Excerpt from a dataset:
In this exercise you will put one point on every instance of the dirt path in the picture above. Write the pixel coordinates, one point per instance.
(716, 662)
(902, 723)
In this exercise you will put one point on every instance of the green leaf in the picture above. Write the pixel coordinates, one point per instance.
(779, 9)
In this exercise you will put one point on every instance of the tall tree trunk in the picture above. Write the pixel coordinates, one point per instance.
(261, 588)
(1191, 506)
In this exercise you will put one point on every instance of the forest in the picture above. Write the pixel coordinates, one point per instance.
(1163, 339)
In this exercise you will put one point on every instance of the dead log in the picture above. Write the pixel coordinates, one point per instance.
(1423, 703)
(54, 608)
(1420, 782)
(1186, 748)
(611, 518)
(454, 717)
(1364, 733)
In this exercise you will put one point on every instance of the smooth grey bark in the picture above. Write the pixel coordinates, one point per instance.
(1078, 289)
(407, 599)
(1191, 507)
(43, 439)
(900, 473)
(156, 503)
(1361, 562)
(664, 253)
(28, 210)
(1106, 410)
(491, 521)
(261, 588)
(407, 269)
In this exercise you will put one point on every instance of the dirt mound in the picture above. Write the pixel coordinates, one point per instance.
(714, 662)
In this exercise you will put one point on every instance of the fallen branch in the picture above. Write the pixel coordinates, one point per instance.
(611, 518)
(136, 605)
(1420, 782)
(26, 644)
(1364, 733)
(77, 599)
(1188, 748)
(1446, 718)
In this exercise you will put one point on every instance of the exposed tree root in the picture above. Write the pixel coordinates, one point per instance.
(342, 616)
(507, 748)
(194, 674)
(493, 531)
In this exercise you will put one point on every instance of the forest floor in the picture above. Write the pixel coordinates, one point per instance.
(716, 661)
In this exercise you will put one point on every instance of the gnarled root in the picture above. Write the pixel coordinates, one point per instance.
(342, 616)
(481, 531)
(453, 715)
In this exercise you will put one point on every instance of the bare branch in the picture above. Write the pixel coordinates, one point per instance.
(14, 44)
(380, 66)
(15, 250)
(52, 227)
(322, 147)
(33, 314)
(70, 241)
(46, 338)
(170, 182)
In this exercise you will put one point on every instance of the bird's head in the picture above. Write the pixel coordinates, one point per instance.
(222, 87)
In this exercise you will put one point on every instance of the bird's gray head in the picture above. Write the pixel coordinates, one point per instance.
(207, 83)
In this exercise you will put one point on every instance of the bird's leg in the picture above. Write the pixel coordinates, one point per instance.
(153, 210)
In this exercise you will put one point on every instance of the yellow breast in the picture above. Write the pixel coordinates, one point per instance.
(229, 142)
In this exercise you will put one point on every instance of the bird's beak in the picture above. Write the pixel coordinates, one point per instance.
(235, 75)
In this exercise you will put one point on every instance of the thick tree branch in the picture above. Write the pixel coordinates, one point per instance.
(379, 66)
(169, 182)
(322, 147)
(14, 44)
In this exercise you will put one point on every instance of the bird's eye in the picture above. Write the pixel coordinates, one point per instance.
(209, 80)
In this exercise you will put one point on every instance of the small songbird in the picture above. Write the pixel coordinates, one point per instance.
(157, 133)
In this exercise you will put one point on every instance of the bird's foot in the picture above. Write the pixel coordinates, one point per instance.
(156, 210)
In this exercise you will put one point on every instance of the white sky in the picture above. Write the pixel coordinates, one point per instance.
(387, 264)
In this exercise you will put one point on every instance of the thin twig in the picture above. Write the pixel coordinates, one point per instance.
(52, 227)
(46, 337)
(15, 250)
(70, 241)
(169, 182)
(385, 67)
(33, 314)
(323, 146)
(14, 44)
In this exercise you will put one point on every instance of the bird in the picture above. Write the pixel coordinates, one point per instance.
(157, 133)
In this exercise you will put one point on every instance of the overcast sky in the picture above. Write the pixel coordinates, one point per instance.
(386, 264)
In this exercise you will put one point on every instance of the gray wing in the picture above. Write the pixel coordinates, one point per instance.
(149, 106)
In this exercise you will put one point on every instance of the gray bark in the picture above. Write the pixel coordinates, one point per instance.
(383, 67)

**What you have to do:** Copy all of the items above verbatim, line for line.

**The reply:**
In this exercise you will put one point on every instance of the dirt path in the picture above. Write the pixel coordinates, one point per instance.
(716, 662)
(902, 723)
In this exercise you will put one point on every instance of the green leaf in the picture above. Write the pixel coordinates, one point per instance.
(779, 9)
In this exercise you will put one point on every instance of the tall tree trunk in the picture above. Write the pixel coordinates, one point per instance.
(261, 588)
(1191, 506)
In this exercise you will put one point on every instance of the forest in the picture above. Write the pixel coordinates, one point per instance.
(1163, 339)
In this exercise you will put one point on every instance of the dead log in the picture above. Write the pixel coordinates, one point per instance.
(1423, 703)
(54, 608)
(1420, 782)
(1186, 748)
(611, 518)
(454, 717)
(1364, 733)
In this exercise you will put one point on every instance of the smooth grey bark in the picture above. Write the pixel coordinates, one point per instance.
(1078, 289)
(407, 599)
(1191, 507)
(43, 439)
(900, 473)
(156, 503)
(1361, 562)
(664, 253)
(28, 210)
(1106, 410)
(491, 521)
(261, 588)
(407, 269)
In this exercise you will put one point on every instance of the dirt mound in the picture above. Write the pixel coordinates, one point per instance.
(714, 662)
In this exercise you will put one point on every instance of the fallen branch in the picture above. Write the pixel coordinates, one point per instance.
(611, 518)
(136, 605)
(1420, 782)
(26, 644)
(1364, 733)
(77, 599)
(1188, 748)
(1446, 718)
In this exercise you will put one point on every instance of the exposed tree root in the picture above. Write the pixel coordinates, one point per instance.
(342, 616)
(507, 748)
(194, 674)
(493, 531)
In this exercise you will put one point on every instance of the forest floor in the picture above. Write the pixel coordinates, one point per instance.
(716, 661)
In this exercise you will put one point on every instance of the gnarled root in the picture above. Write the pixel coordinates, one point per instance.
(342, 616)
(481, 531)
(453, 715)
In this exercise you will put one point on every instance of the bare branch in the picture above. Write the pixel coordinates, one point per instance.
(14, 44)
(380, 66)
(15, 250)
(52, 227)
(322, 147)
(33, 314)
(70, 241)
(46, 338)
(170, 182)
In this exercise you will put one point on every instance of the bird's head in the picture above. Write the pixel coordinates, one point per instance.
(222, 87)
In this exercise you will put one point on every instance of the bird's gray head in the picture above. Write the pixel coordinates, one point per instance.
(207, 83)
In this exercise you will put one point on every instance of the bird's leg in the picture above. Write the pixel coordinates, one point per instance.
(153, 210)
In this exercise you will put one point on every instance of the yellow breast in the picture above. Write the pixel coordinates, one point per instance.
(229, 142)
In this exercise you will put one point on every instance of the bird's beak in the picture above. Write the pixel coordinates, one point per instance.
(235, 75)
In this exercise you will put one point on every instance of the thick tree branch in the picture above. Write the pixel coordinates, one point per instance.
(379, 66)
(169, 182)
(322, 147)
(14, 44)
In this exercise you will put one point on every instance of the bird's eye in the picture above. Write the pixel coordinates, one point per instance.
(209, 80)
In this exercise you will put one point on every instance of the small songbird in the picture above. Write the pixel coordinates, one point per instance.
(157, 133)
In this exercise you will put one point on every instance of the bird's foot in the picture above. Write the pixel coordinates, one point per instance.
(156, 210)
In this exercise you will put one point on every instance of the white sky in the picture above. Write the pixel coordinates, one point per instance.
(387, 264)
In this exercise you will put one point on every instance of the thin twig in the picture above. Write the pixel coordinates, one point per instance.
(52, 227)
(46, 337)
(15, 250)
(70, 241)
(169, 182)
(385, 67)
(33, 314)
(323, 146)
(14, 44)
In this exercise you will put one point on every instance of the bird in the picture above. Write the pixel coordinates, one point per instance.
(157, 133)
In this exercise you will put one point on every instance of the overcast sky in the picture above. Write the pixel coordinates, one point per instance.
(386, 264)
In this exercise you will put one point on every instance of the gray wing in the picture above. Write the pixel coordinates, one point per instance.
(149, 106)
In this exercise you will put one point on every instance of the gray bark in the picture above. Write the pixel coordinates, one point per instance.
(383, 67)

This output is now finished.